I'll add to this that low-paying companies tend to drastically overestimate the impact that other positive aspects of management can have on your life. I have friends. I don't need my employer to be my friend, I need my employer to pay me.

In recent years, I've worked for clients that didn't give me the information I needed to do my job and then were mad when the work was delayed. Every pay cycle I got paid and every night I went home and slept like a baby.

Contrast this with early in my career when I was at times struggling to make rent. My managers at that time weren't bad so much as unmemorable: what I remember is being unable to sleep because I was worried about how I was going to make ends meet.

The things employers do besides pay their employees usually just don't have the impact on workers' lives they sometimes think they do. Outside of egregious outliers like verbal, sexual, or physical abuse, there really isn't much a manager can do that's going to impact their workers as much as stable pay and benefits.

You're not wrong, but that's not the full story here tho, at least not in my experience.

Worst job I ever had paid about 60% of what I usually earn, and I was told of by the manager for pointing out that there were compilation errors in our master branch (at this place, anything pushed to master was automatically deployed into production, with zero testing. The only reason prod didn't burn that day was because the pipeline crashed when it couldn't produce the jar file)

(Well, prod did burn that day, it burned every day at this place, but none of those fires were because of the non-compiling commit in question)

There were a lot of other problems at this place, but that was the day I handed in my resignation.
--*--
To-do list:
[a] From the comments on pay versus management, reproduce the passage starting at "In recent years, I've" and ending at "in my experience.".
[b] Carry on the comments on pay versus management from the point where they stop.

Dataset content:
--*--
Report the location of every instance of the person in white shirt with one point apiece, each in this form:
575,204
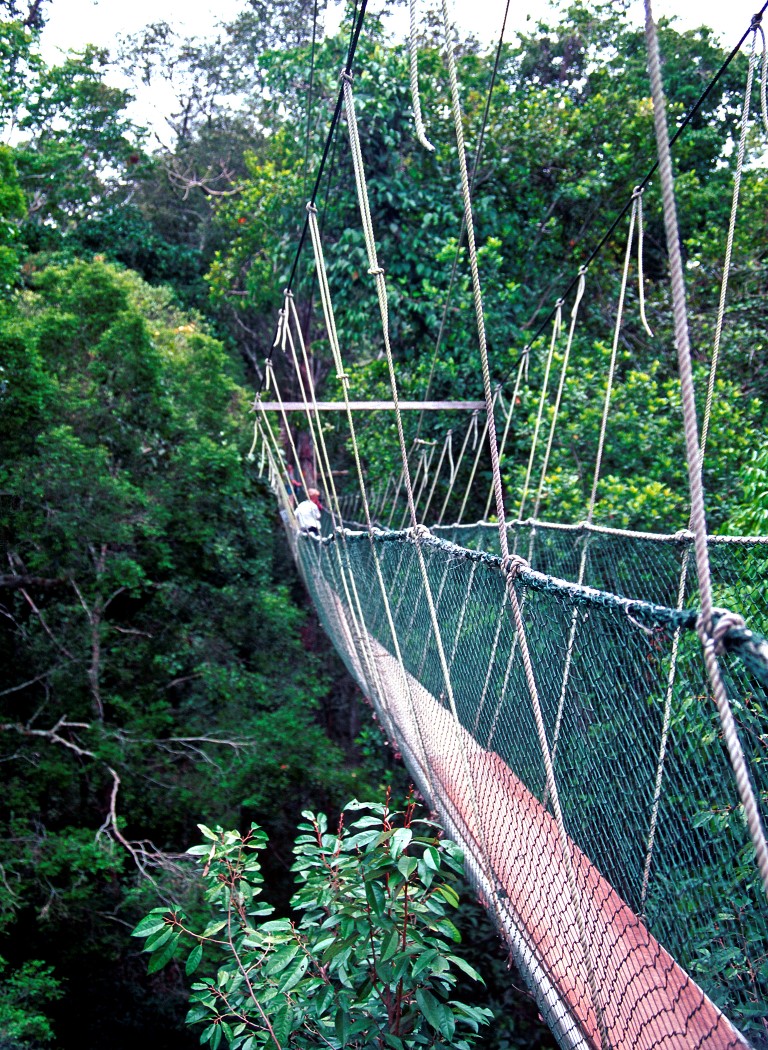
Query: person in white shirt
308,513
--*--
Results for each task:
[a]
In recent years, I've worked for clients that didn't give me the information I needed to do my job and then were mad when the work was delayed. Every pay cycle I got paid and every night I went home and slept like a baby.

Contrast this with early in my career when I was at times struggling to make rent. My managers at that time weren't bad so much as unmemorable: what I remember is being unable to sleep because I was worried about how I was going to make ends meet.

The things employers do besides pay their employees usually just don't have the impact on workers' lives they sometimes think they do. Outside of egregious outliers like verbal, sexual, or physical abuse, there really isn't much a manager can do that's going to impact their workers as much as stable pay and benefits.

You're not wrong, but that's not the full story here tho, at least not in my experience.

[b]
Would you have tolerated that if you getting paid 1.5 or 2x instead of 0.6x? Maybe you wouldn't, but on average many would be ok with that environment for higher pay. One interesting data point is that places that pay higher than the market on average have much higher rate of retention as well. Barring some egregious conditions, many will tolerate an non-ideal environment for better than market pay.
I'm not sure if I would've tolerated it or not, I was in a tight spot financially when I took the job so I might have tolerated it for a bit longer at least if the pay was 2x my normal rate.

But I still would've hated every second of it. At 10x I definitely would've tolerated it for longer, but only by steeling myself with the thought that if I work 12 more months, I can basically retire afterwards.

> Worst job I ever had paid about 60% of what I usually earn, and I was told of by the manager for pointing out that there were compilation errors in our master branch (at this place, anything pushed to master was automatically deployed into production, with zero testing.

Out of curiosity, how long did it take from hiring day to resignation for this to become apparent?

I first started considering resigning after about 3 months, but I was in tight spot financially at the time so I stuck around for 6 months in the end. It was soul crushing and terrible.